CONSEGNA: Trascrivi il testo sul ristorante Da Gorini da "Passando attraverso le" a "dello chef pesarese.", rinominando "faggi" come "castagni".

Dove prima c’era una storica locanda di famiglia, oggi c’è uno dei ristoranti più incensati dalla critica italiana (e non solo). Con la compagna Sara Silvani, Gianluca Gorini ha cambiato il modo di cucinare in Romagna, affermandosi come uno dei cuochi più capaci della sua generazione.
Da Gorini
Il ristorante
“Vale il viaggio” è risaputo cosa significhi, in special modo se riferito a un ristorante, come professa la Guida più influente del pianeta. Ma se si parla di Da Gorini, oltre al “vale” si potrebbe aggiungere anche “conta il viaggio”, perché se si arriva dalla storica strada Umbro Casentinese Romagnola che collega la Toscana all’Emilia, si vive un’amplificazione emozionale dell’esperienza.
Passando attraverso le estensioni di abeti e faggi del Parco delle Foreste Casentinesi, ammirando le “Scalacce” con l’alternanza di colori giallo-grigio delle pareti di arenaria, ci si ricolma già la vista e l’anima di quel territorio che poi proseguirà nei piatti di uno dei cuochi più capaci della sua generazione. Se si ha la fortuna di partire dalla Toscana, il viaggio fino a San Piero in Bagno, dove, dal 2017, Gianluca Gorini e la compagna Sara Silvani hanno aperto il loro ristorante, costituisce una oggettiva intensificazione dell’appagamento che procura la cucina universalmente leggibile dello chef pesarese.
Allievo di Paolo Teverini -ora si trovano a una manciata di chilometri di distanza con i rispettivi ristoranti- dopo una breve tappa a Londra da Alex Bentley, si ferma quattro anni a Siena a “Il Canto” di Paolo Lopriore. Di cui si afferrano tuttora chiare le influenze in alcune intuizioni che viaggiano su note amarognole, disciplinate comunque con una cifra poetica identitaria. È il 2012 quando si conferma Miglior Chef Emergente del Centro Italia al celeberrimo concorso ideato da Luigi Cremona e da lì parte la sua prima esperienza da chef, presso “Le Giare” di Montiano.
Il richiamo della Romagna è inesorabile e in quei quattro anni comincia a delinearsi il suo stile, la sua estetica. Fra i gourmand si inizia a diffondere l’aggettivo “goriniano”, i lineamenti della sua personalità culinaria diventano sempre più definiti. Per trovare il loro compimento nel progetto attuale, quello che lo vede dal 2017 nel ruolo di patron di Da Gorini (nato negli ambienti dello storico ristorante “Gambero Rosso”, una locanda gestita dalla famiglia Saragoni per 63 anni), affacciato alla piazza principale di San Piero in Bagno, stella Michelin dal 2019.

(Annotazioni dei confini)
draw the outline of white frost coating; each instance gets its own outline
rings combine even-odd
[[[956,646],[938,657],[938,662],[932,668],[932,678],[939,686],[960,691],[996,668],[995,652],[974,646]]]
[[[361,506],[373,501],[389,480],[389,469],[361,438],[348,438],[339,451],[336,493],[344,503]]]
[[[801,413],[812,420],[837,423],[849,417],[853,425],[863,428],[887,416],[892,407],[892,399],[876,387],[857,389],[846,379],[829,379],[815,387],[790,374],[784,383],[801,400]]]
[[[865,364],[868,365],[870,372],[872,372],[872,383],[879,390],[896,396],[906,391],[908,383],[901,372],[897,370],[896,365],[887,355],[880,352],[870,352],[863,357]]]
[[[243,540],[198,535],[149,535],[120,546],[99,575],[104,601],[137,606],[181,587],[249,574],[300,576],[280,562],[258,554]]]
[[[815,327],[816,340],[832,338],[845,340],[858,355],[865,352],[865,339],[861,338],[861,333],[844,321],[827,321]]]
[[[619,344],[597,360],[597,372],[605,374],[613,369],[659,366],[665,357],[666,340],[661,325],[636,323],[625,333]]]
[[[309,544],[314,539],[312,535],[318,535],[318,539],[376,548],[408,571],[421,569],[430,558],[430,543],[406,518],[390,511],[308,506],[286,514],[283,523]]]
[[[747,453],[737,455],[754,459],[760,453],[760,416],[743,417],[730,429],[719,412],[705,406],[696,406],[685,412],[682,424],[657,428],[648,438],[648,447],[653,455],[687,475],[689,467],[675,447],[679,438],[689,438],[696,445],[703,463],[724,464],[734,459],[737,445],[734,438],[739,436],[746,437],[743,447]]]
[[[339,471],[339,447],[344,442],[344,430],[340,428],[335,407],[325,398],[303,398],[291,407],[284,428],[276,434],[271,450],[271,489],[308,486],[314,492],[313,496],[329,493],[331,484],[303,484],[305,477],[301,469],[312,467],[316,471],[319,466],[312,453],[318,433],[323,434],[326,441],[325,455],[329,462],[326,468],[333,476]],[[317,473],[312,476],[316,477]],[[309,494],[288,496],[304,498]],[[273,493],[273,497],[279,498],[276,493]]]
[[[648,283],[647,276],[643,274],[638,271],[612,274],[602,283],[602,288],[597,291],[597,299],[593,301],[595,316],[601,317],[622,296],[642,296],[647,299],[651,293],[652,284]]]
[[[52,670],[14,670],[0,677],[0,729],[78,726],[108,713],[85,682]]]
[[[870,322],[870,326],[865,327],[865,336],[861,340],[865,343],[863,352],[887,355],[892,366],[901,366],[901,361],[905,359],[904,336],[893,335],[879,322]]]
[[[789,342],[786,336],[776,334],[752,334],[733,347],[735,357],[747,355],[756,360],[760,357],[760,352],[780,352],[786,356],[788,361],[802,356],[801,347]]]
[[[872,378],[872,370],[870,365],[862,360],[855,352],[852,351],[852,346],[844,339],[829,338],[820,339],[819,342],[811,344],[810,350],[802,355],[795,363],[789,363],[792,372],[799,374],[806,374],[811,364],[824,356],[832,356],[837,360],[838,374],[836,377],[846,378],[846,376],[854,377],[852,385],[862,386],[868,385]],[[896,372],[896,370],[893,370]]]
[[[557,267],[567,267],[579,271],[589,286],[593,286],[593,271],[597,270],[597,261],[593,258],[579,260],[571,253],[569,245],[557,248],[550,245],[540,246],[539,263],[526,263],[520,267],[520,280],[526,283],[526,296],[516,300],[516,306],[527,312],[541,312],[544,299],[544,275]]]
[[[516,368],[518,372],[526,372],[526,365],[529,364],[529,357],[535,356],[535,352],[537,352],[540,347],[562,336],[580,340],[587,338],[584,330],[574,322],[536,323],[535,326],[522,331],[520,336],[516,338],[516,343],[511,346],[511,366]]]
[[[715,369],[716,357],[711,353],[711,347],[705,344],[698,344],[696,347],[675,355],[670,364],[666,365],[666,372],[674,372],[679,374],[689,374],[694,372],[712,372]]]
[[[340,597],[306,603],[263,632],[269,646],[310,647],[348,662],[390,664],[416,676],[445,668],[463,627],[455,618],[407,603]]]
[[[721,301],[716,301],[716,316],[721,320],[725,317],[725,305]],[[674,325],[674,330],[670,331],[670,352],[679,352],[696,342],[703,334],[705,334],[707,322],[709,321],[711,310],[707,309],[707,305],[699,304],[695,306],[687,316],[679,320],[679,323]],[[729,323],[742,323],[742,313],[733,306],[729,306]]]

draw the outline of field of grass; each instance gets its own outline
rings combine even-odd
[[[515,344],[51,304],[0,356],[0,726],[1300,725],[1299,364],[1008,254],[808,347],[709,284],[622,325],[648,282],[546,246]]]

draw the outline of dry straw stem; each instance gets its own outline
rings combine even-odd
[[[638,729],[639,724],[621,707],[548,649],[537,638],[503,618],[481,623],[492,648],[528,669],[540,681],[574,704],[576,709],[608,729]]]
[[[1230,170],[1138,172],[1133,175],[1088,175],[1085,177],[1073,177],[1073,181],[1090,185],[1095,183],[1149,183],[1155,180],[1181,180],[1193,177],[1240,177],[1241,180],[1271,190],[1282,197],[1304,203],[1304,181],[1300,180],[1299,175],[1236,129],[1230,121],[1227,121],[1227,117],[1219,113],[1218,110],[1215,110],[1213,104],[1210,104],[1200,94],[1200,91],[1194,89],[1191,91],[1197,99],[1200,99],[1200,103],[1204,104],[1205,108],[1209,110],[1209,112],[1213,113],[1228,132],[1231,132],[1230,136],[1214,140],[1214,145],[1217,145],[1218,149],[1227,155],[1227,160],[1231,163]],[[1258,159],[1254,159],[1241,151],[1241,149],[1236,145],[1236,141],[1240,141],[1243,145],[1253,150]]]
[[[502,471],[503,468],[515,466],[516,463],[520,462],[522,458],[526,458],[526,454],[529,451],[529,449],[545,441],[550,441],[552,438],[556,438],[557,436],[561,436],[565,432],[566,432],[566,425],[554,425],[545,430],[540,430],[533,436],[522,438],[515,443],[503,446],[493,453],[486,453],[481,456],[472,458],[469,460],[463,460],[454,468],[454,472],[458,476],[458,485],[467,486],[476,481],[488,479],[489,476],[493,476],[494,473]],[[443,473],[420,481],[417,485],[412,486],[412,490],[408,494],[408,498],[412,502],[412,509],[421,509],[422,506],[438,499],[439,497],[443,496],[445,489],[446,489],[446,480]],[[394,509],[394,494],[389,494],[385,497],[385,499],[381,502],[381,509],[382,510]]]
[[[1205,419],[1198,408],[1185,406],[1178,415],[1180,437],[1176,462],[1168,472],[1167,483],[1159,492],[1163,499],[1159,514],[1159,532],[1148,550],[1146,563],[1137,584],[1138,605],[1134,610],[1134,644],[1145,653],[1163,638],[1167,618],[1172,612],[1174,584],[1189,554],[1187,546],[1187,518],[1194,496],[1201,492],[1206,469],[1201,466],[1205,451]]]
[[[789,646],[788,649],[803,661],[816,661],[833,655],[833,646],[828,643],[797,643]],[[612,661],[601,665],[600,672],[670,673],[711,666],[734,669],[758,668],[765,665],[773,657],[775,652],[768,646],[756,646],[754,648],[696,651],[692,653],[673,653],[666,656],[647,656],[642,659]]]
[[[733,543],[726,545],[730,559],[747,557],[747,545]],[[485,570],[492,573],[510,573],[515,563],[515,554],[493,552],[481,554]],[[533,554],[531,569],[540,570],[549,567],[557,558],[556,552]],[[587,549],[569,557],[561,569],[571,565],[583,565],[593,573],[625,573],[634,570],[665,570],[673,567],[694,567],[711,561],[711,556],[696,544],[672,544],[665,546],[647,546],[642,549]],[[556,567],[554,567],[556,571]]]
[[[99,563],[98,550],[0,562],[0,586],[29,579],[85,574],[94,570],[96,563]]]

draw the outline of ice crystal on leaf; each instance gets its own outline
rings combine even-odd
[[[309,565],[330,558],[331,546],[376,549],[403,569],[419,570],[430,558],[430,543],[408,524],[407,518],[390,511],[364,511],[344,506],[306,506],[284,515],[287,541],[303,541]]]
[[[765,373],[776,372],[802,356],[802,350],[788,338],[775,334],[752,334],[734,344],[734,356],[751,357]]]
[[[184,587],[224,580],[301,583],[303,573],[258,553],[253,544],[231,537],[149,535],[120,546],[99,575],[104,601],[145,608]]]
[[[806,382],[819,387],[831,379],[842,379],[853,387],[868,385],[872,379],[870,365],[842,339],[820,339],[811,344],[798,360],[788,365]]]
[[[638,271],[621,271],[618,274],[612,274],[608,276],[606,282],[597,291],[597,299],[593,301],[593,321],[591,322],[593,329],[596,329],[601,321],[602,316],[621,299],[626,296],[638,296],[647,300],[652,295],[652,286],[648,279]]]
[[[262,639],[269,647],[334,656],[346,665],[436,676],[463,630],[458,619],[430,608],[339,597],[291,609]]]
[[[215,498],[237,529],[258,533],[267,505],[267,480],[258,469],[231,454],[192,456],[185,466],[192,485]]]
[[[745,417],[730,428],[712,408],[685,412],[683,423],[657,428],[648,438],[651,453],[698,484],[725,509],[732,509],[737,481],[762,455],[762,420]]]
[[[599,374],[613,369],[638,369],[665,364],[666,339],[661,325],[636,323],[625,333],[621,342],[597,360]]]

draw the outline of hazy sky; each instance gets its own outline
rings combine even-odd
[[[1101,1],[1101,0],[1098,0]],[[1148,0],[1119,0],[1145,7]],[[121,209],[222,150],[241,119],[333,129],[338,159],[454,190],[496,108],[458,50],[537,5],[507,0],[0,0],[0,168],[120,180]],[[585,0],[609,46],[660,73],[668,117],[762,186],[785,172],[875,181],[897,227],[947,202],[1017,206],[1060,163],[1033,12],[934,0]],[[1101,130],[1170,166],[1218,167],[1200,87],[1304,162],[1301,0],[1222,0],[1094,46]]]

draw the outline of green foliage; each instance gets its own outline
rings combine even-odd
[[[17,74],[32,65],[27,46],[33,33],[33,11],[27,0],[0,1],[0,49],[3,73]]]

RISPOSTA SCRITTA:
Passando attraverso le estensioni di abeti e castagni del Parco delle Foreste Casentinesi, ammirando le “Scalacce” con l’alternanza di colori giallo-grigio delle pareti di arenaria, ci si ricolma già la vista e l’anima di quel territorio che poi proseguirà nei piatti di uno dei cuochi più capaci della sua generazione. Se si ha la fortuna di partire dalla Toscana, il viaggio fino a San Piero in Bagno, dove, dal 2017, Gianluca Gorini e la compagna Sara Silvani hanno aperto il loro ristorante, costituisce una oggettiva intensificazione dell’appagamento che procura la cucina universalmente leggibile dello chef pesarese.